> _EXTRACT PROVIDED_
[Start of section]

Dáil debates

Wednesday, 24 February 2010

 

Mental Health Services.

8:00 am

Photo of Dan NevilleDan Neville (Limerick West, Fine Gael)

I welcome the opportunity to raise this issue, which I have raised previously over a number of years. I am prompted to do so having attended and addressed the European Association of Psychotherapy Conference in Vienna last week, which provided a great understanding of and much information in regard to what is happening in Europe.

I again express my concern that there are no statutory regulations in Ireland for the registration of psychotherapists and counsellors. There is no State control over who and what qualifications are held by those practising in these areas. It is dangerous for untrained, unskilled people to probe others' unconsciousness. They are dealing with human vulnerability and serious damage can be done to such delicate people.

The Government introduced the Health and Social Care Professionals Act 2005 to provide for the registration of persons qualifying to use the title of a designated profession and for the determination of complaints relating to their fitness to practice. Some 12 professions are listed as designated professions under the Act. When I challenged the then Minister, former Deputy O'Malley, on this issue during the debate on that Bill in the Dáil, he stated that regulated professionals had become so regulated by a process of discussion and consensus. However, the psychotherapists and counsellors group failed at that time to agree an approach to the regulations. The Minister stated that statutory regulation in such circumstances would have serious legal implications. He accepted the principle that all psychotherapists and counsellors should be properly qualified and pointed out that in consultation with the professional groups involved he was unable to obtain agreement on the criteria. The Minister stated that he asked the groups to revert to him with agreed proposals and that he could, rather than return the matter to the Dáil, designate them under ministerial order.

In response to the Minister's request, 22 organisations established a psychological therapies forum for counselling and psychotherapy. The forum accepted that it was imperative that the public is protected by the promotion of high standards of conduct, education, training and competence among the professionals of counselling and psychotherapy. It pointed out that all bodies involved with the forum provided a code of ethics by which their members must abide. It further stated that while this form of self-regulation provides protection to clients of these organisations, it falls short of optimal protection, as under our common law system it is possible for any person to take the title of counsellor or psychotherapist and practise accordingly without any training or competence. In other words, any person can put up a sign stating they are a counsellor or psychotherapist and charge €80 per hour for performing an act as a psychotherapist or counsellor, which is extremely dangerous to vulnerable people.

[End of section]

> _DATASET EXTRACT_

[Start of section]

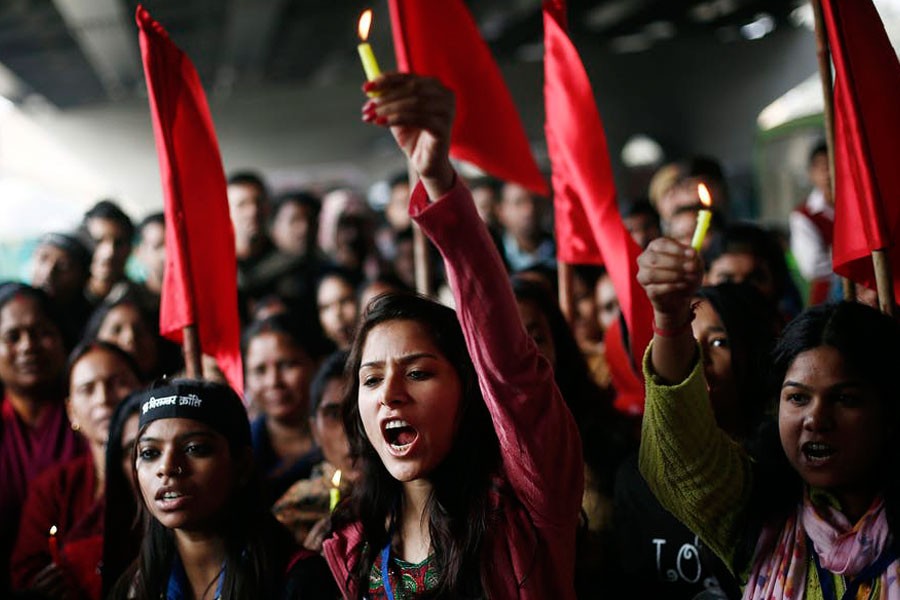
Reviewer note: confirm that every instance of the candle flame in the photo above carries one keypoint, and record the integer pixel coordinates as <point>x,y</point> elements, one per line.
<point>365,22</point>
<point>705,197</point>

[End of section]

> _ACTION ITEM_
Transcribe the Dáil debate extract on mental health services, shown above, in full and without any changes.

> _ANSWER FOR THIS EXERCISE_
Dáil debates

Wednesday, 24 February 2010

 

Mental Health Services.

8:00 am

Photo of Dan NevilleDan Neville (Limerick West, Fine Gael)

I welcome the opportunity to raise this issue, which I have raised previously over a number of years. I am prompted to do so having attended and addressed the European Association of Psychotherapy Conference in Vienna last week, which provided a great understanding of and much information in regard to what is happening in Europe.

I again express my concern that there are no statutory regulations in Ireland for the registration of psychotherapists and counsellors. There is no State control over who and what qualifications are held by those practising in these areas. It is dangerous for untrained, unskilled people to probe others' unconsciousness. They are dealing with human vulnerability and serious damage can be done to such delicate people.

The Government introduced the Health and Social Care Professionals Act 2005 to provide for the registration of persons qualifying to use the title of a designated profession and for the determination of complaints relating to their fitness to practice. Some 12 professions are listed as designated professions under the Act. When I challenged the then Minister, former Deputy O'Malley, on this issue during the debate on that Bill in the Dáil, he stated that regulated professionals had become so regulated by a process of discussion and consensus. However, the psychotherapists and counsellors group failed at that time to agree an approach to the regulations. The Minister stated that statutory regulation in such circumstances would have serious legal implications. He accepted the principle that all psychotherapists and counsellors should be properly qualified and pointed out that in consultation with the professional groups involved he was unable to obtain agreement on the criteria. The Minister stated that he asked the groups to revert to him with agreed proposals and that he could, rather than return the matter to the Dáil, designate them under ministerial order.

In response to the Minister's request, 22 organisations established a psychological therapies forum for counselling and psychotherapy. The forum accepted that it was imperative that the public is protected by the promotion of high standards of conduct, education, training and competence among the professionals of counselling and psychotherapy. It pointed out that all bodies involved with the forum provided a code of ethics by which their members must abide. It further stated that while this form of self-regulation provides protection to clients of these organisations, it falls short of optimal protection, as under our common law system it is possible for any person to take the title of counsellor or psychotherapist and practise accordingly without any training or competence. In other words, any person can put up a sign stating they are a counsellor or psychotherapist and charge €80 per hour for performing an act as a psychotherapist or counsellor, which is extremely dangerous to vulnerable people.